EXTRACT TO READ:

◆ ◆ ◆ ◆ ◆

Tom Esgate, managing director of the Lassen County Fire Safe Council, updated the public on the Thompson Peak Initiative in a recent email.
Esgate wrote: First and foremost, I want to let you know that Lassen Fire Safe Council, Inc. hired an outstanding Executive Officer Assistant, Katlyn Lonergan, to provide our organization with greater depth and improved delivery of our programs and services. She is now our lead for TPI landowner signups. Lonergan can be reached by email [email protected] or by phone at 251-5560. Also, we now have an office at 1825 Main St., directly adjacent to the Susanville Police Station on the east side.
As you all know, with COVID-19, we have suspended our public meetings, but our work has continued at breakneck speed. More than 324 properties have signed up for treatments. We are scheduling assessment appointments for those who have already signed up and reaching out to additional property owners who have not yet signed up.
Three weeks ago we began our first biomass utilization thinning treatments at the upper end of Janesville Grade where our Cal Fire Exemptions provide us with California Environmental Quality Act clearance which is necessary for us to spend our grant funds. We currently have a contiguous treatment block of approximately 400 acres. These treatments tie into, or are part of, the original Janesville Fuel Break making this a great investment in the protection of the Janesville community. In addition, we are also putting together a large block of parcels within the Milford community for more utilization thinning treatments.

◆ ◆ ◆ ◆ ◆

DATA BELOW:

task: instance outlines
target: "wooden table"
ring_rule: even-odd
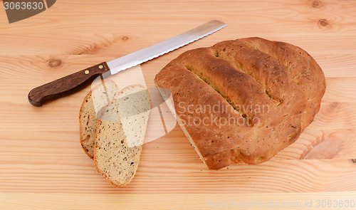
[[[0,209],[320,209],[318,200],[356,200],[356,1],[239,1],[58,0],[11,24],[0,6]],[[211,19],[229,26],[141,65],[147,86],[187,50],[249,36],[299,46],[325,73],[314,122],[267,162],[209,171],[177,126],[145,144],[134,179],[115,188],[79,143],[90,87],[41,107],[27,100],[34,87]]]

◆ ◆ ◆ ◆ ◆

EXERCISE:
Check each statement against the Thompson Peak Initiative update and answer yes or no, quoting the words of the update that settle it.
1. The Lassen County Fire Safe Council's new office is next to the Susanville Police Station.
2. The council has kept holding public meetings during COVID-19.
3. The first biomass utilization thinning treatments began at the lower end of Janesville Grade.

WRITTEN RESPONSE:
1. Yes: "we now have an office at 1825 Main St., directly adjacent to the Susanville Police Station on the east side."
2. No: "with COVID-19, we have suspended our public meetings"
3. No: "we began our first biomass utilization thinning treatments at the upper end of Janesville Grade"